> Directions
Transcribe exactly the lines below that begin at the line with "Each instance of the silver" and stop after the line with "Target: silver metallic surface", leaving out every picture.

> Given information

#####

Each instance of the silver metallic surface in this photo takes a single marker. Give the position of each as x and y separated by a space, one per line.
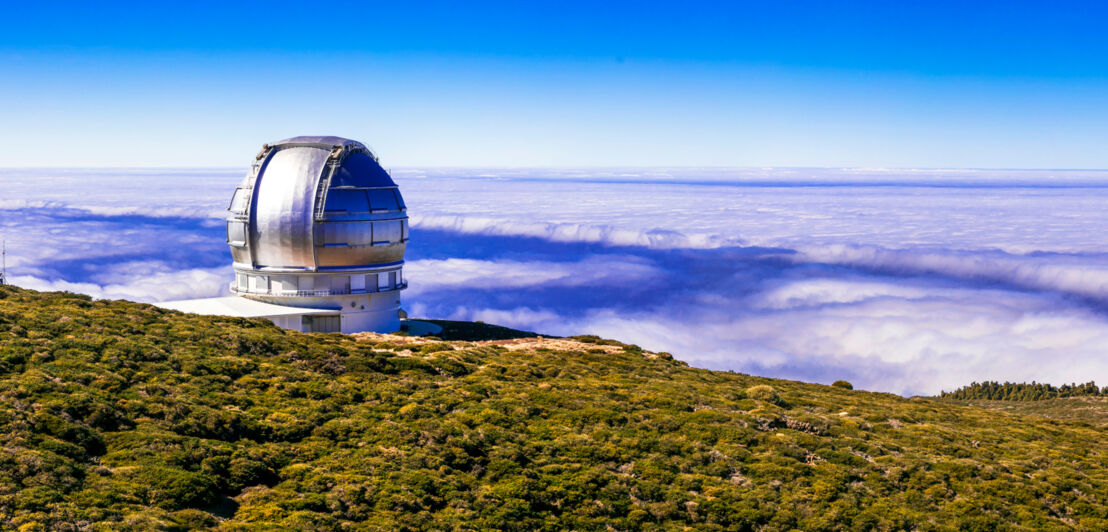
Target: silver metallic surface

#####

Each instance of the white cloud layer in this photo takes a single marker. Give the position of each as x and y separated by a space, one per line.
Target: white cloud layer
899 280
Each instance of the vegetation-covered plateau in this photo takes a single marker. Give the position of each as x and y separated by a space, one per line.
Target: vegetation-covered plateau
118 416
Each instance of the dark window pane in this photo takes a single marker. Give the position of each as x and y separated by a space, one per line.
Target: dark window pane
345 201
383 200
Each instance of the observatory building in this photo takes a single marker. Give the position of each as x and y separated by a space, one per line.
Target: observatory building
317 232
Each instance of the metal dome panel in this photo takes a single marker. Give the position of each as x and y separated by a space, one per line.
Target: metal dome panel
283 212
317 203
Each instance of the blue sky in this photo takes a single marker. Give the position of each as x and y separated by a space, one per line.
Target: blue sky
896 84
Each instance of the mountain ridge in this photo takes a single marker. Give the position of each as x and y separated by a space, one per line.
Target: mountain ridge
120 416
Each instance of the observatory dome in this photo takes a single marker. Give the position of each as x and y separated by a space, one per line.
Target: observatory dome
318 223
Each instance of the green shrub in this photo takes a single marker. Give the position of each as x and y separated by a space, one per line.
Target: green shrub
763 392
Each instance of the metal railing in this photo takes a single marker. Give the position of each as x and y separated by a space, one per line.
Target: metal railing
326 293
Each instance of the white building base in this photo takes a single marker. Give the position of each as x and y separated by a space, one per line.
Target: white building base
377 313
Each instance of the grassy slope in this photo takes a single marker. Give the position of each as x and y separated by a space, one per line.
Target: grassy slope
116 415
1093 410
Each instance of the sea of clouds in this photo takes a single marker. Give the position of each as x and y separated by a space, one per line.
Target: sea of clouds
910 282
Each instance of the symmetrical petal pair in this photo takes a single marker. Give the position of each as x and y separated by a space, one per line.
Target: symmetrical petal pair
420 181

#####

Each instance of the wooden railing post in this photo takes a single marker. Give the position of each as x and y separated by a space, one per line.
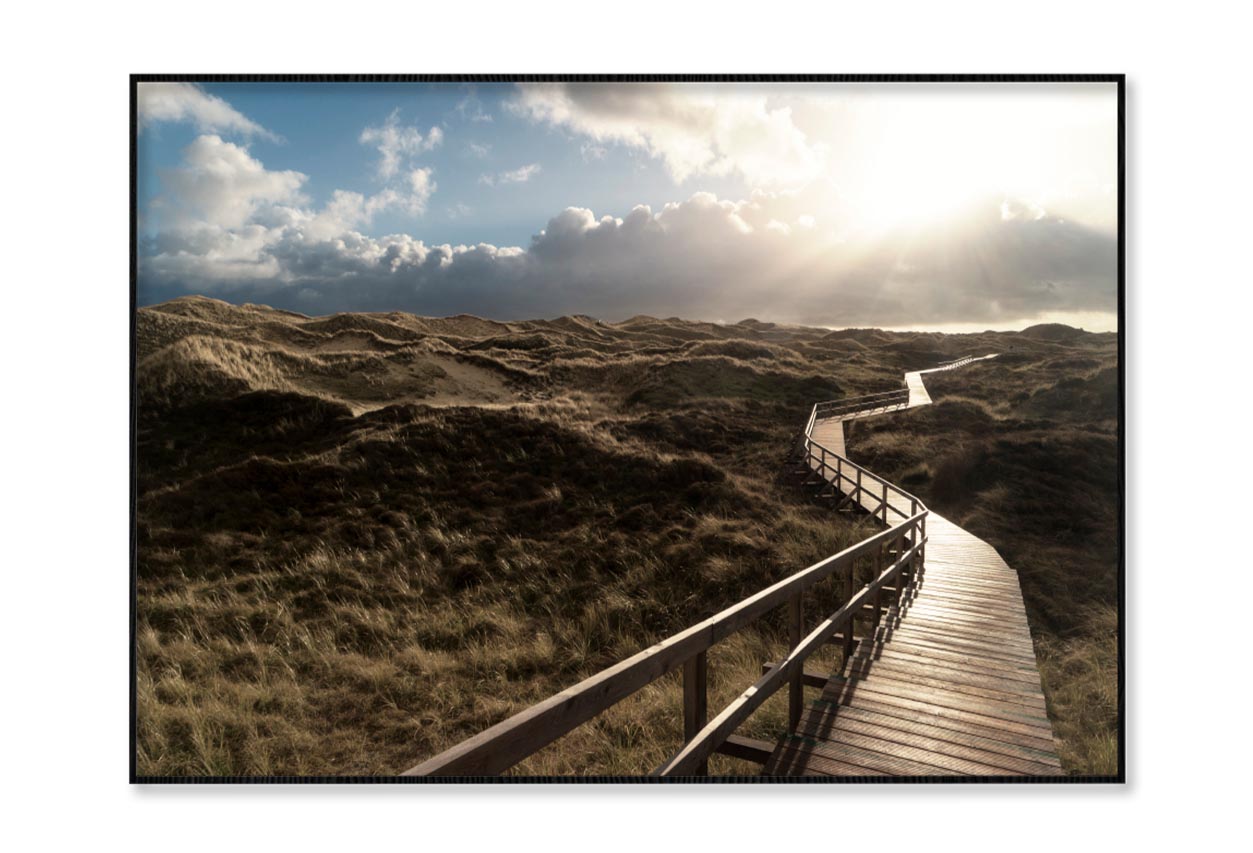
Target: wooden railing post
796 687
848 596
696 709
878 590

#####

> Answer space
Each instance of the silver metallic surface in this photo takes a single marker. Give the position of each as x and y separated by a space, one per line.
Target: silver metallic surface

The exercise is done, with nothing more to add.